◆ Text passage ◆
-------
To the Person Who Thinks I Can’t Be ‘That Sick’ All the Time
I want you to remember the last time you were sick. It might have been the flu, a common cold, etc… You might have had some warning signs, signs of your sickness before it hit you with a vengeance. You felt miserable, right? Had to call off work, and cancel any of the next several day’s plans and activities. You laid low, rested and took it easy. The symptoms and pain that seemed to take control of your body made you nothing short of miserable. Probably making you feel as if you had just gotten run over by a semi-truck.
Now imagine that you’re still sick. Imagine that you never bounced back from that sickness. You’ve spent every day for the past several months, or the past several years, feeling the same way you did when you were last sick. Can’t imagine it, can you? You think to yourself, that’s no way to live life. You can’t be that sick or that miserable all the time.
But you can. I can. I do. I spend every waking moment being chronically ill. I spend every waking moment with pain. I spend every waking moment fighting against the raging wars inside my body. Every morning when I wake up, I want to go back to bed. (Even when I haven’t left it yet.) I want to go back to sleep, dreaming of waking up healthy. I don’t want to wake up into sickness. That’s a nightmare. I’m supposed to wake up from nightmares, not into them.
-------
◆ Recorded data ◆
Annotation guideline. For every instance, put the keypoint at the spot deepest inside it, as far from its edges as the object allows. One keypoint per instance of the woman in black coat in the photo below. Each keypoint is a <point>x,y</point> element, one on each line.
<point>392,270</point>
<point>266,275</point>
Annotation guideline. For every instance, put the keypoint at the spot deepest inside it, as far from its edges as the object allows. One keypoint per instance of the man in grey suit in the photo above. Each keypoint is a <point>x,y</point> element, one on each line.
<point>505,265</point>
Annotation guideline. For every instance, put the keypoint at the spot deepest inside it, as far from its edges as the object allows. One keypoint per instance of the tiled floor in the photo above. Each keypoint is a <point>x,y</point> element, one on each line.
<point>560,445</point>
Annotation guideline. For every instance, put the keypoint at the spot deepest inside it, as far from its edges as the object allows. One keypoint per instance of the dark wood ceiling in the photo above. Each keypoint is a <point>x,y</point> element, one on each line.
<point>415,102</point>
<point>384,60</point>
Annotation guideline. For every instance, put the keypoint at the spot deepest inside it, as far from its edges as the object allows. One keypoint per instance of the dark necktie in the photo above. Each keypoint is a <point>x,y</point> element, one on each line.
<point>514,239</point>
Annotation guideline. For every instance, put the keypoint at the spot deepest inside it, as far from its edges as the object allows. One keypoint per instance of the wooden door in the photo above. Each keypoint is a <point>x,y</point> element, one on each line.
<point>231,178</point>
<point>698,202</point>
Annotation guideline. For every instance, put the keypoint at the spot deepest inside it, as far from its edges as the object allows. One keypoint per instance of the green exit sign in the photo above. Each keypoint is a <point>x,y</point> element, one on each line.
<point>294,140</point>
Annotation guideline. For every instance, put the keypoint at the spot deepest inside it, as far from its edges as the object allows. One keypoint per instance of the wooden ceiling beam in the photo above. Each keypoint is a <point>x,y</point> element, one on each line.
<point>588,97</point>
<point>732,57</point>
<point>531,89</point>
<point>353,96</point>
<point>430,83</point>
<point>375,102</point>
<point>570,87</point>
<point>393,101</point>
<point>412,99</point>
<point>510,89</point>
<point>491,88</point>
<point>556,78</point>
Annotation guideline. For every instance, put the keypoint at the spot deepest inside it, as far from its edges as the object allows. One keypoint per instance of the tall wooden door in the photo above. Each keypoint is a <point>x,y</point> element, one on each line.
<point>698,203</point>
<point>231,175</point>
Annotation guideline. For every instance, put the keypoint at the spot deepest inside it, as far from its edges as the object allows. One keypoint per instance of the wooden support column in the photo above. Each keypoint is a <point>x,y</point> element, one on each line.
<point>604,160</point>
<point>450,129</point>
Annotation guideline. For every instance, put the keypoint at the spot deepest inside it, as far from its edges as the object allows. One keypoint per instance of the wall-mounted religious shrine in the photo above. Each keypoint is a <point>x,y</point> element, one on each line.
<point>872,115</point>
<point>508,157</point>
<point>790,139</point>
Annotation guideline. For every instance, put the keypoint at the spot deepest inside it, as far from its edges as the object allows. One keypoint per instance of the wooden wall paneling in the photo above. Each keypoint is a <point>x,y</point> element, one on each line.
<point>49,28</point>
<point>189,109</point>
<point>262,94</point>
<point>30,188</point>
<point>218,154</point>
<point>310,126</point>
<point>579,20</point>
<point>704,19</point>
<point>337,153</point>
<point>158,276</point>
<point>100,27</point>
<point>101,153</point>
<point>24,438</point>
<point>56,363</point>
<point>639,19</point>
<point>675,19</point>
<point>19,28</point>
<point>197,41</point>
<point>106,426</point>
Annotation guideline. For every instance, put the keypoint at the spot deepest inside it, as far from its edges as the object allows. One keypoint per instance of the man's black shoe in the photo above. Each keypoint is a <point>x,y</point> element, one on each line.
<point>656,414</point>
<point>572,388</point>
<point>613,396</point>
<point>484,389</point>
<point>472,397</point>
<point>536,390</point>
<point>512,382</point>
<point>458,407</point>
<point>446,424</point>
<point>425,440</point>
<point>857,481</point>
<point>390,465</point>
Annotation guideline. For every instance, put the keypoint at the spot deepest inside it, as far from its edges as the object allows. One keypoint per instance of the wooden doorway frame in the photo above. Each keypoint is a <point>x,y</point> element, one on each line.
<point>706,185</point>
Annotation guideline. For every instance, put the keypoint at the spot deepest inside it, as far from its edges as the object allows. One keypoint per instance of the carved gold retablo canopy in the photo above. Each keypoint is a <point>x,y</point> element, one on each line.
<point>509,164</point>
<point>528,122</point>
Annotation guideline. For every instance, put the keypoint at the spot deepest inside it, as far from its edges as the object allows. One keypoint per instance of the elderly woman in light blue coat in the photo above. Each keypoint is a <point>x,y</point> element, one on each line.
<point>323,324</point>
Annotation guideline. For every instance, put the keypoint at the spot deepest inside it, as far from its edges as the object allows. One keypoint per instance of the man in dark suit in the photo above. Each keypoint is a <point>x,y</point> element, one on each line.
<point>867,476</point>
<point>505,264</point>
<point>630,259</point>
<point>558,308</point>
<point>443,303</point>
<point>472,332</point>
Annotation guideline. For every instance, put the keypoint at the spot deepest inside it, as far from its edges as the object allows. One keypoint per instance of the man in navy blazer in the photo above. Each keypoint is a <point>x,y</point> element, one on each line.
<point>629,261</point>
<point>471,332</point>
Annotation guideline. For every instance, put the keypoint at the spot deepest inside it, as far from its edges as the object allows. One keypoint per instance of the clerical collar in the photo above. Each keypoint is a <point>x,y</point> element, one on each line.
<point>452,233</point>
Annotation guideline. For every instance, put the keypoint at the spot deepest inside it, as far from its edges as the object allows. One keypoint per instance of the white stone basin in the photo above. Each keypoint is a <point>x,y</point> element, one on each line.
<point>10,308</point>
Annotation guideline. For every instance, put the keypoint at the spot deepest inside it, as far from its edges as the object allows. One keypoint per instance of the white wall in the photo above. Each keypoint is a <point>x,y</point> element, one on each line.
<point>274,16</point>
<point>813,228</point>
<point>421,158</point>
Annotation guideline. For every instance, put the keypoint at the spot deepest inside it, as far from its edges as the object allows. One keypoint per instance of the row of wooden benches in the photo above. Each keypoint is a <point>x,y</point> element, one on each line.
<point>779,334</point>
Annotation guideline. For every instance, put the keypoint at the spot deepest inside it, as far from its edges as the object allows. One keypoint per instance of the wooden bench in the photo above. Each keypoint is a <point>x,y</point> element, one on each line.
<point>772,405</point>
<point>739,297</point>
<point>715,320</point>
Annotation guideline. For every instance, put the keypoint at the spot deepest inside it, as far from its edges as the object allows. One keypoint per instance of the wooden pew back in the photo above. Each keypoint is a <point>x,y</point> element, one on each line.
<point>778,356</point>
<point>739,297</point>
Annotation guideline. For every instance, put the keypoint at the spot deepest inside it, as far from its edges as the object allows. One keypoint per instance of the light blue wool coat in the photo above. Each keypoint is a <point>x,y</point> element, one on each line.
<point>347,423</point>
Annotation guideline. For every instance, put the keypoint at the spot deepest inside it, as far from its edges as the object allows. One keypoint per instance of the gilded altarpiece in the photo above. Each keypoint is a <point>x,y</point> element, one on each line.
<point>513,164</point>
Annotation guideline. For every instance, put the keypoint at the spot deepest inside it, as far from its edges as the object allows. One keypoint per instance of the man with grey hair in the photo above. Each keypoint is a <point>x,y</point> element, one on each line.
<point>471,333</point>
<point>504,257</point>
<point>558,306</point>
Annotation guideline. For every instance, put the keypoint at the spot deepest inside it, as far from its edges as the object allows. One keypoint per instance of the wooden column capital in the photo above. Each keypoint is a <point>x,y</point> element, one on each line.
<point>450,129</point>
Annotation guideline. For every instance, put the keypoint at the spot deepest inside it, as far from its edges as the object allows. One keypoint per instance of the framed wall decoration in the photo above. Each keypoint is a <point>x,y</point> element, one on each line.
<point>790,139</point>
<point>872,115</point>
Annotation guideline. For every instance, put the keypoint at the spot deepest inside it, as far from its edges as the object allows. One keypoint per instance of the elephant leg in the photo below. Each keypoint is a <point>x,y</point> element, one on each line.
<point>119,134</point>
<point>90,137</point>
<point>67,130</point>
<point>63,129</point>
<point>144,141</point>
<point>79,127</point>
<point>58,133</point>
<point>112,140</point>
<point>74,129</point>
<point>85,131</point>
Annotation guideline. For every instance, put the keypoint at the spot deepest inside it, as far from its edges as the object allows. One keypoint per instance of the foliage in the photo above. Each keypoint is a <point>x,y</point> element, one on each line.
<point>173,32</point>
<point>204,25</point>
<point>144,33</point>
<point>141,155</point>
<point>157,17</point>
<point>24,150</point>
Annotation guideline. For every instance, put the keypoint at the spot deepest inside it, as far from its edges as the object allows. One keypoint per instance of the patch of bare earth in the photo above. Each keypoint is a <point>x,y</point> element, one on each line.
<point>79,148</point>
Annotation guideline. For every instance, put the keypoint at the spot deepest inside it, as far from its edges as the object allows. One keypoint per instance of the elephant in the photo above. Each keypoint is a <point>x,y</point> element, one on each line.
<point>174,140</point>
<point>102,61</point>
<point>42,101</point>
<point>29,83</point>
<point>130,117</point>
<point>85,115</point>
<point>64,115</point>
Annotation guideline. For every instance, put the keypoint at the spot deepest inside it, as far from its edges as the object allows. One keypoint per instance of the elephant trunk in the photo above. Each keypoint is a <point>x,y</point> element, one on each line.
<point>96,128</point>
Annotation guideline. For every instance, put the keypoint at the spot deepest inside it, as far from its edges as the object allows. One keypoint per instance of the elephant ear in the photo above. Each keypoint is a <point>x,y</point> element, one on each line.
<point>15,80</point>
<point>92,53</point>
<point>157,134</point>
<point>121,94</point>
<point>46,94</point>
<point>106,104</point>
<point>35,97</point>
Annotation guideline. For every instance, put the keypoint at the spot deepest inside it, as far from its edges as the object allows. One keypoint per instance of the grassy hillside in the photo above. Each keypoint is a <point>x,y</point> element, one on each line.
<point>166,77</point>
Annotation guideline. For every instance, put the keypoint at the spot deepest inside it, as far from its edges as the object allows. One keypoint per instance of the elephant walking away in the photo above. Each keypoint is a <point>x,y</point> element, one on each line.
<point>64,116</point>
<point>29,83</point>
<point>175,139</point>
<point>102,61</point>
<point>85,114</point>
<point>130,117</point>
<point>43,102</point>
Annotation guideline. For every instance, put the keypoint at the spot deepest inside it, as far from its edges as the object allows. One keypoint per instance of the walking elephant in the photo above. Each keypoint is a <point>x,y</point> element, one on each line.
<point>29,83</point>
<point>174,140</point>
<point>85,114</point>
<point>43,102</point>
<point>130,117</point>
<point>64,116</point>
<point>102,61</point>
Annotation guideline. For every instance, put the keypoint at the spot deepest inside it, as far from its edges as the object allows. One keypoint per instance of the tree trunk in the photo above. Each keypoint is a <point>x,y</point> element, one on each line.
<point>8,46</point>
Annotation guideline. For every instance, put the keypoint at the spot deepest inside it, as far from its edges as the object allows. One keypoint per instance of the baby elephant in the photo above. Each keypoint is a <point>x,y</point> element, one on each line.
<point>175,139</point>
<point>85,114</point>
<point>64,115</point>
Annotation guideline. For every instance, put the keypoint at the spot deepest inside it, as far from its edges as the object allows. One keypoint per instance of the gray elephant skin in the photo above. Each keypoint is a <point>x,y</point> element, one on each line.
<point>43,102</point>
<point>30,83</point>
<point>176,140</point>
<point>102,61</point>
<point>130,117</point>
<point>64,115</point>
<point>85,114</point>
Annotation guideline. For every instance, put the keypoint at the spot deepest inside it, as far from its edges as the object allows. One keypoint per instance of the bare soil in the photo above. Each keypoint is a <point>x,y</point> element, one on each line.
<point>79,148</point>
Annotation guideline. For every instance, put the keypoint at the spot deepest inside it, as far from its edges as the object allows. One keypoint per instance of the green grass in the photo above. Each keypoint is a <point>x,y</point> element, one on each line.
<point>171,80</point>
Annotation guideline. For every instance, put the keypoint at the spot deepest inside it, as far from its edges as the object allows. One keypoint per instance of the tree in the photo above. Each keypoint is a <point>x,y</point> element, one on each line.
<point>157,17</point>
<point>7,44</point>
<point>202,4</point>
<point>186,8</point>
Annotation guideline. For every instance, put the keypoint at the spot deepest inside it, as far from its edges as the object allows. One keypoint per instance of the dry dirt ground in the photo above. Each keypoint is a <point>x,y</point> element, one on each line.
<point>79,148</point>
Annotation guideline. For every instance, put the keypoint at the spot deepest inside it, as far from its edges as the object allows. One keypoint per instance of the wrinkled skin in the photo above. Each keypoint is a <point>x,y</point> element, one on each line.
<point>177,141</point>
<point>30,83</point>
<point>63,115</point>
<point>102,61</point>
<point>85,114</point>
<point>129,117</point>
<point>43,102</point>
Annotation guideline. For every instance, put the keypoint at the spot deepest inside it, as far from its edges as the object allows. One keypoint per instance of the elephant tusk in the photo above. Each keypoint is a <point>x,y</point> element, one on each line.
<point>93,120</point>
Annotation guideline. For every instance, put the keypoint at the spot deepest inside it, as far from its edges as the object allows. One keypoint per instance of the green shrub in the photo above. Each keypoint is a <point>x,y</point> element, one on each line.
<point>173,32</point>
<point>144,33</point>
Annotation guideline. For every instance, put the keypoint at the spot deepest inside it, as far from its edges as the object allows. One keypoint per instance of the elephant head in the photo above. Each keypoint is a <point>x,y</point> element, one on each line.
-------
◆ Tasks to carry out ◆
**1)** In the essay on chronic illness, what does the writer say they want to do every morning upon waking up?
**2)** Print the part of the essay on chronic illness from "Now imagine that" up to and including "not into them.".

◆ Solutions in order ◆
**1)** Go back to bed.

**2)**
Now imagine that you’re still sick. Imagine that you never bounced back from that sickness. You’ve spent every day for the past several months, or the past several years, feeling the same way you did when you were last sick. Can’t imagine it, can you? You think to yourself, that’s no way to live life. You can’t be that sick or that miserable all the time.
But you can. I can. I do. I spend every waking moment being chronically ill. I spend every waking moment with pain. I spend every waking moment fighting against the raging wars inside my body. Every morning when I wake up, I want to go back to bed. (Even when I haven’t left it yet.) I want to go back to sleep, dreaming of waking up healthy. I don’t want to wake up into sickness. That’s a nightmare. I’m supposed to wake up from nightmares, not into them.